--- SELECTED TEXT ---
Founded by a Stanford alum, housed minutes from the university’s Palo Alto campus, and operating a venture capital fund backed by Stanford money, StartX can be seen as the off campus accelerator for dozens of Stanford’s would-be entrepreneurs.

While StartX emphasizes that it is not officially or legally connected to the University, the college has embraced its accelerator program warmly.

The bulk of StartX’s capital for its newly-minted venture fund, which began in the fall of 2013, comes from discretionary fund within the University’s endowment. And the non-profit operates through a $1.2 million grant annually for three years which came from the University and its affiliated hospital.

To help manage the Stanford-StartX Fund, the accelerator has brought in former private equity investor Suzanne Rombeau Fletcher, who previously worked as a secondary investor at the private equity firm Paul Capital.

That fund, a passive vehicle that will automatically invest in any company graduating from StartX’s accelerator that manages to receive a $500,000 commitment from a pool of investors (with 30% coming from a professional lead investor), could amount to a significant pile of cash.

Some people familiar with the accelerator’s activities estimate that the fund could invest as much as $200 million into StartX portfolio companies (the fund is uncapped). In the 15 months since StartX launched the fund, it has invested $31.4 million in 82 companies.

The new fund is also the only way for StartX to see any financial reward for the fruits of its not-insignificant labors.

Unlike its more famous accelerator peers like 500 Startups, YCombinator and Techstars, the StartX accelerator doesn’t take any equity for the work that it does with entrepreneurs.

“Our mission isn’t to create more startups, it’s to help people build startups in a more intentional way,” says Cameron Teitelman, the 26-year-old founder behind StartX.

For Teitelman, a serial entrepreneur who had launched two businesses while at Stanford, the genesis of StartX was a recognition of the inefficiencies in the traditional venture capital model.

Rather than rely on networks of influence and insider connections, Teitelman says he wanted to provide support structures for young entrepreneurs rather than the professors and professional investors who seemed to benefit from the formalized venture capital view of the world.

Opening up the toolkit of venture capitalists to the alums of one of the nation’s elite universities situated in the humming hub of technology development globally isn’t shaking the complacent pillars of the American innovation economy, but hey, Teitelman says you have to start somewhere.

The program is producing some pretty stellar results. Since it first opened its doors in 2009, investors have committed over $700 million to StartX companies.

The fund invests across a range of industries including consumer technology, education technology, business tech, biotech, healthcare information technology, clean technology, medical devices and hardware.

Of the startups that have passed through its doors, 88% are still alive. Roughly 80% are still doing business, 9% have been acquired and 11% have had to shut down. The companies have generated $78 million in revenue, and are employing 2,035 people across the Bay Area and beyond.
--- EXTRACTED MATERIAL ---
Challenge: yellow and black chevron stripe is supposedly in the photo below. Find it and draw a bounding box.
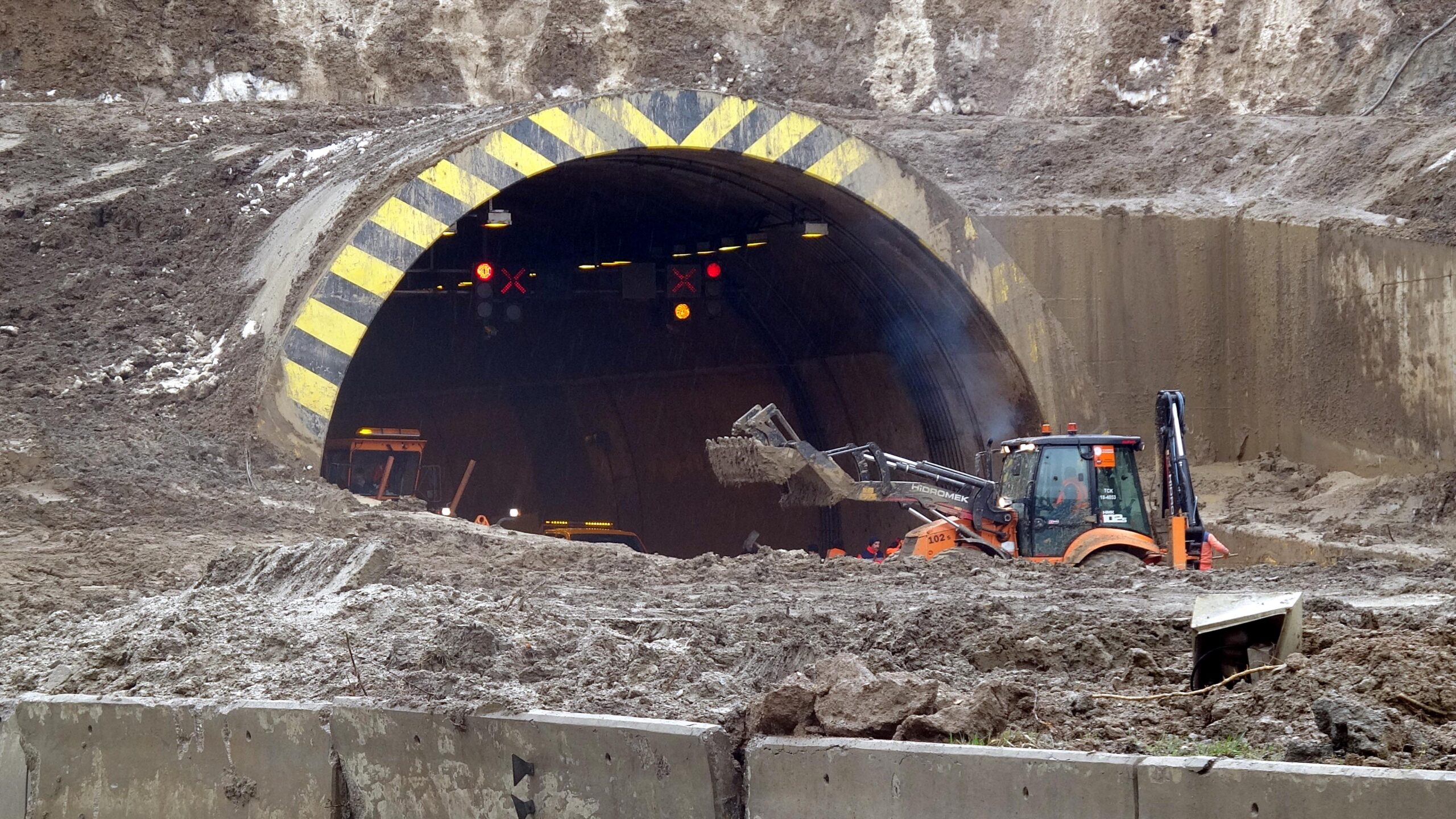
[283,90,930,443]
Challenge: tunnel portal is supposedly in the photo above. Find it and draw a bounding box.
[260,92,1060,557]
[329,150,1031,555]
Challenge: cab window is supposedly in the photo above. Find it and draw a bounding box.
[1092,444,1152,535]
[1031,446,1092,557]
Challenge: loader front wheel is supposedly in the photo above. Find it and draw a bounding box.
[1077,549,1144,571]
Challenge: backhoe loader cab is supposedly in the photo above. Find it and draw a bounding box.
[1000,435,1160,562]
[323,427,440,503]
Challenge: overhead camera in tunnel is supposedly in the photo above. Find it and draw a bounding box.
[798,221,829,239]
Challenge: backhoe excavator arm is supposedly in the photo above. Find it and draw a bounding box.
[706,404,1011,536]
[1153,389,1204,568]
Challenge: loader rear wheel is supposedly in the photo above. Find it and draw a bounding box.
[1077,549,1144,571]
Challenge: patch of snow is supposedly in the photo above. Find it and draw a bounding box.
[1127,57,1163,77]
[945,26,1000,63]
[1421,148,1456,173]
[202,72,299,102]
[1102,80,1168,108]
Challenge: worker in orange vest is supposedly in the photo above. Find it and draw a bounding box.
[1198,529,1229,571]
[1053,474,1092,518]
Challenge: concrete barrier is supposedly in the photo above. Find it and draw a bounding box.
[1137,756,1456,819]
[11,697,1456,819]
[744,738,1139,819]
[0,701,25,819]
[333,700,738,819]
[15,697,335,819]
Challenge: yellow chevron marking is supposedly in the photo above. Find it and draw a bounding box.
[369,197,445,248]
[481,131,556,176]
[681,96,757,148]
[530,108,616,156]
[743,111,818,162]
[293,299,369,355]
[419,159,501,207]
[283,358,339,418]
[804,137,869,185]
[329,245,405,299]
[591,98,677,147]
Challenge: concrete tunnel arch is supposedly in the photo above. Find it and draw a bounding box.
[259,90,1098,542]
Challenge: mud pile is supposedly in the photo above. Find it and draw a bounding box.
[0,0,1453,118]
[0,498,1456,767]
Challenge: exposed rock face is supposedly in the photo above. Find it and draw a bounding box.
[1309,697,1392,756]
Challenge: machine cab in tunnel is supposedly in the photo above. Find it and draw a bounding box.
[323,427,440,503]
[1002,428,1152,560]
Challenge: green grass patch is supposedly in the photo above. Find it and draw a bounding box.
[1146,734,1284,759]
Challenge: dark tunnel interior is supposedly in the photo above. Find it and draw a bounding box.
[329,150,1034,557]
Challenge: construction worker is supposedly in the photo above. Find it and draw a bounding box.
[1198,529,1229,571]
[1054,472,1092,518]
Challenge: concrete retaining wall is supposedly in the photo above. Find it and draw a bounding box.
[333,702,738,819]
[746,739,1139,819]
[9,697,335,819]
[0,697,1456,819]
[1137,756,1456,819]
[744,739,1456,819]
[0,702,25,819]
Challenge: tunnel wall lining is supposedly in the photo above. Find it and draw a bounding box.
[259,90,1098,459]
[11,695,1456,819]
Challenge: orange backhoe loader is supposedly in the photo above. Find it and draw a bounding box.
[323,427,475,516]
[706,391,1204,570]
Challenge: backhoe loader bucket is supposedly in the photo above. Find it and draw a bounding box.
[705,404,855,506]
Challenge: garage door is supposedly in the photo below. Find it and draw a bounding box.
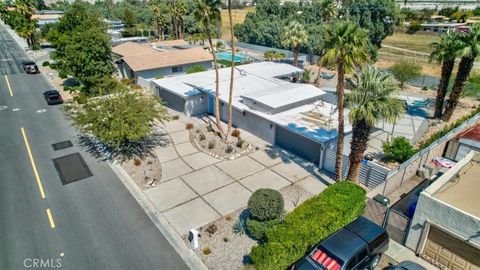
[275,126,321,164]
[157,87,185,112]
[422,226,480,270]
---
### TASKS TO COMPLETE:
a) Answer these about the StartX article:
(i) How old is Cameron Teitelman?
(ii) In the 15 months since StartX launched its fund, how much has the fund invested, and in how many companies?
(iii) In what year did StartX first open its doors?
b) Set down the passage of the StartX article that begins at the words "Opening up the" and stops after "devices and hardware.", keeping every word and mark as it stands.

### WRITTEN RESPONSES:
a)
(i) 26 years old
(ii) $31.4 million in 82 companies
(iii) 2009

b)
Opening up the toolkit of venture capitalists to the alums of one of the nation’s elite universities situated in the humming hub of technology development globally isn’t shaking the complacent pillars of the American innovation economy, but hey, Teitelman says you have to start somewhere.

The program is producing some pretty stellar results. Since it first opened its doors in 2009, investors have committed over $700 million to StartX companies.

The fund invests across a range of industries including consumer technology, education technology, business tech, biotech, healthcare information technology, clean technology, medical devices and hardware.